Problem to solve
Every single record below is to be reproduced exactly.

Material for this exercise
◆ ◆ ◆ ◆

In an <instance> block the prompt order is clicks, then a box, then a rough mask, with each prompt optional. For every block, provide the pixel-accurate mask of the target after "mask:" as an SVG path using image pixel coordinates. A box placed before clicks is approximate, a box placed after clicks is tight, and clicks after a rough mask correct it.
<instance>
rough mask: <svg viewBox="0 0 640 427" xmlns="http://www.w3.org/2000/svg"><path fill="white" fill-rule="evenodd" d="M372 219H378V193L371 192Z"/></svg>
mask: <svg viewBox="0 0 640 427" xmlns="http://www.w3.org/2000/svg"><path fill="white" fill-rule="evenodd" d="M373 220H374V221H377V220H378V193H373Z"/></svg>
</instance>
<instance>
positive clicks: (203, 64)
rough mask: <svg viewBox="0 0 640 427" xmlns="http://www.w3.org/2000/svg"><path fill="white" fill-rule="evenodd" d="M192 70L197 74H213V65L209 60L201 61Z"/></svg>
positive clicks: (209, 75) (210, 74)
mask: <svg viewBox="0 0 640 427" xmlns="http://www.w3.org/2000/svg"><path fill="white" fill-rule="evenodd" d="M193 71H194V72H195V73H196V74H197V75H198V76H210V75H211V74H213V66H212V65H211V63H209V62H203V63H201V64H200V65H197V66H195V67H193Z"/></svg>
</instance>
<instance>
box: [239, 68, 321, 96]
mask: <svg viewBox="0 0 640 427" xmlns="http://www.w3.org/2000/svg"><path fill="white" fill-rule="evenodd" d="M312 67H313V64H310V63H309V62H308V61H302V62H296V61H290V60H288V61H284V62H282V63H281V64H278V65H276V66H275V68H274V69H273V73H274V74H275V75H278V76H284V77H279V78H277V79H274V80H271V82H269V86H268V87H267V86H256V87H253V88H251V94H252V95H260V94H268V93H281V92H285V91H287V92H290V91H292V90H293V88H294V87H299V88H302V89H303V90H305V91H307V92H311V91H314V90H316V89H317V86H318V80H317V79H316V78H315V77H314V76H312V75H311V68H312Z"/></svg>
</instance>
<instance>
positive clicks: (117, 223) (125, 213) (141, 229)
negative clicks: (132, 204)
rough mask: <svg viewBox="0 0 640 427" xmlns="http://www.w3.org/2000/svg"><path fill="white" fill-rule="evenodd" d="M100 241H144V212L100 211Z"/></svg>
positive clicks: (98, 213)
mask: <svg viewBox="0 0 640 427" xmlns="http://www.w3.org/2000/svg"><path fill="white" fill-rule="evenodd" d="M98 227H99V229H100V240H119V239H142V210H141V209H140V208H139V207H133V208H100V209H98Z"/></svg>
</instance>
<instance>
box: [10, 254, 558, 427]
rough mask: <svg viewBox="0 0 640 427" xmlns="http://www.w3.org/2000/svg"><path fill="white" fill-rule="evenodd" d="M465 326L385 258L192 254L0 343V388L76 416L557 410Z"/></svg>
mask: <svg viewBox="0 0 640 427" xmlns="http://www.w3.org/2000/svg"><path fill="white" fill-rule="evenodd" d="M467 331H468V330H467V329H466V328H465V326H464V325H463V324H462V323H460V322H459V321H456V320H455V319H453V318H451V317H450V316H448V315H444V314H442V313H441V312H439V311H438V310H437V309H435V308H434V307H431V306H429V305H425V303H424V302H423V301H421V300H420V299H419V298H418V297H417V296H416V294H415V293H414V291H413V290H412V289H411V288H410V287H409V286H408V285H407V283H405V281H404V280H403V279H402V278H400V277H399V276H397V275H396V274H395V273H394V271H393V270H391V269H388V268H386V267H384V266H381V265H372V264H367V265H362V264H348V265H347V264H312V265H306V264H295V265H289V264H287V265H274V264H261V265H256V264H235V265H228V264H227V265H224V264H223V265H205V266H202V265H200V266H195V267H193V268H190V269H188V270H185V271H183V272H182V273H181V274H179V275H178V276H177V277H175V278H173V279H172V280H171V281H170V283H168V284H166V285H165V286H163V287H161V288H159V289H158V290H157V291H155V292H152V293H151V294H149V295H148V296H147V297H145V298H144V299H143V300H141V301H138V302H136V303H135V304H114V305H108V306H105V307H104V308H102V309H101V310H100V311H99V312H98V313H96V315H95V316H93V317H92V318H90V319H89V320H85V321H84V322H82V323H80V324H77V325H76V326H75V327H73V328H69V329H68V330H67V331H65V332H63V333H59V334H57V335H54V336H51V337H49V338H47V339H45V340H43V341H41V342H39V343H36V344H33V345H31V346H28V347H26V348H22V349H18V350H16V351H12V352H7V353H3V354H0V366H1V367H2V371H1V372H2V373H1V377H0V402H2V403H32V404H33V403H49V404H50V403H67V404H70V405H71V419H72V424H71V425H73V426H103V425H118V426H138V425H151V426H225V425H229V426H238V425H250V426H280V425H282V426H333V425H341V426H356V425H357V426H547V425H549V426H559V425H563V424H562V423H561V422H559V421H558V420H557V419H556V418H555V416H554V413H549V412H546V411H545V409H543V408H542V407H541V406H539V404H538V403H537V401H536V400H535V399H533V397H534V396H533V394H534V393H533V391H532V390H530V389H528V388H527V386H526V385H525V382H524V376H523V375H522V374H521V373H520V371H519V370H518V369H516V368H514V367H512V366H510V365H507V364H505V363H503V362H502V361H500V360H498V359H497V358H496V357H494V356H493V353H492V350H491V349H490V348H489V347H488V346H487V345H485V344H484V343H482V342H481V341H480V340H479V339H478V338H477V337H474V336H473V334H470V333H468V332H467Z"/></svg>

◆ ◆ ◆ ◆

Task solution
In an <instance> block the prompt order is clicks, then a box, then a rough mask, with each prompt optional. For every block, provide the pixel-accurate mask of the target after "mask:" as an SVG path using image pixel coordinates. A box placed before clicks is approximate, a box placed after clicks is tight, and clicks after a rough mask correct it.
<instance>
rough mask: <svg viewBox="0 0 640 427" xmlns="http://www.w3.org/2000/svg"><path fill="white" fill-rule="evenodd" d="M372 219H378V193L371 192Z"/></svg>
mask: <svg viewBox="0 0 640 427" xmlns="http://www.w3.org/2000/svg"><path fill="white" fill-rule="evenodd" d="M373 220H374V221H377V220H378V193H373Z"/></svg>
</instance>
<instance>
positive clicks: (203, 64)
rough mask: <svg viewBox="0 0 640 427" xmlns="http://www.w3.org/2000/svg"><path fill="white" fill-rule="evenodd" d="M192 70L197 74H213V65L209 60L201 61Z"/></svg>
positive clicks: (209, 75) (210, 74)
mask: <svg viewBox="0 0 640 427" xmlns="http://www.w3.org/2000/svg"><path fill="white" fill-rule="evenodd" d="M193 71H194V72H195V73H196V74H197V75H198V76H210V75H211V74H213V66H212V65H211V63H209V62H203V63H201V64H200V65H197V66H195V67H193Z"/></svg>
</instance>
<instance>
box: [239, 68, 321, 96]
mask: <svg viewBox="0 0 640 427" xmlns="http://www.w3.org/2000/svg"><path fill="white" fill-rule="evenodd" d="M312 67H313V64H310V63H309V62H308V61H302V62H296V61H290V60H288V61H284V62H282V63H281V64H278V65H276V66H275V68H274V69H273V73H274V74H275V75H278V76H284V77H279V78H277V79H274V80H271V82H269V86H268V87H267V86H256V87H253V88H251V94H252V95H260V94H268V93H281V92H285V91H287V92H290V91H292V90H293V88H294V87H299V88H302V89H303V90H305V91H307V92H311V91H314V90H316V89H317V86H318V80H317V79H316V78H315V77H314V76H312V75H311V68H312Z"/></svg>
</instance>
<instance>
positive clicks: (117, 223) (125, 213) (141, 229)
negative clicks: (132, 204)
rough mask: <svg viewBox="0 0 640 427" xmlns="http://www.w3.org/2000/svg"><path fill="white" fill-rule="evenodd" d="M100 241H144V212L100 211Z"/></svg>
positive clicks: (98, 213)
mask: <svg viewBox="0 0 640 427" xmlns="http://www.w3.org/2000/svg"><path fill="white" fill-rule="evenodd" d="M98 227H99V229H100V240H119V239H142V210H141V209H140V208H139V207H133V208H100V209H98Z"/></svg>
</instance>
<instance>
box: [10, 254, 558, 427]
rough mask: <svg viewBox="0 0 640 427" xmlns="http://www.w3.org/2000/svg"><path fill="white" fill-rule="evenodd" d="M465 326L385 258L192 254L0 343V388L76 416L557 410Z"/></svg>
mask: <svg viewBox="0 0 640 427" xmlns="http://www.w3.org/2000/svg"><path fill="white" fill-rule="evenodd" d="M467 331H468V330H467V329H466V328H465V326H464V325H463V324H462V323H460V322H459V321H456V320H455V319H453V318H451V317H450V316H448V315H444V314H442V313H441V312H439V311H438V310H437V309H435V308H434V307H431V306H429V305H425V303H424V302H423V301H421V300H420V299H419V298H418V297H417V296H416V294H415V293H414V291H413V290H412V289H411V288H410V287H409V286H408V285H407V283H405V281H404V280H403V279H402V278H400V277H399V276H397V275H396V274H395V273H394V271H393V270H391V269H388V268H386V267H384V266H381V265H372V264H367V265H362V264H348V265H347V264H312V265H306V264H295V265H289V264H287V265H274V264H261V265H256V264H235V265H228V264H227V265H224V264H223V265H205V266H202V265H200V266H195V267H193V268H190V269H188V270H185V271H183V272H182V273H181V274H179V275H178V276H177V277H175V278H173V279H172V280H171V281H170V283H168V284H166V285H165V286H163V287H161V288H159V289H158V290H157V291H155V292H152V293H151V294H149V295H148V296H147V297H145V298H144V299H143V300H141V301H138V302H136V303H135V304H114V305H108V306H105V307H104V308H102V309H101V310H100V311H99V312H98V313H96V315H95V316H93V317H92V318H90V319H89V320H85V321H84V322H82V323H80V324H77V325H76V326H75V327H73V328H69V329H68V330H67V331H65V332H63V333H59V334H57V335H54V336H51V337H49V338H47V339H45V340H43V341H41V342H39V343H36V344H33V345H31V346H28V347H26V348H22V349H18V350H16V351H12V352H7V353H3V354H0V366H1V367H2V371H1V372H2V373H1V377H0V402H2V403H32V404H33V403H49V404H50V403H67V404H70V405H71V419H72V424H71V425H73V426H103V425H118V426H138V425H151V426H225V425H229V426H238V425H250V426H280V425H282V426H333V425H341V426H356V425H357V426H547V425H549V426H559V425H563V424H562V423H561V422H559V421H558V420H557V419H556V418H555V416H554V413H549V412H546V411H545V409H543V408H542V407H541V406H539V404H538V403H537V401H536V400H535V399H533V397H534V396H533V394H534V393H533V391H532V390H530V389H528V388H527V386H526V385H525V382H524V376H523V375H522V374H521V373H520V371H519V370H518V369H516V368H514V367H512V366H510V365H507V364H505V363H503V362H502V361H500V360H498V359H497V358H496V357H494V356H493V353H492V350H491V349H490V348H489V347H488V346H487V345H485V344H484V343H482V342H481V341H480V340H479V339H478V338H477V337H474V336H473V334H470V333H468V332H467Z"/></svg>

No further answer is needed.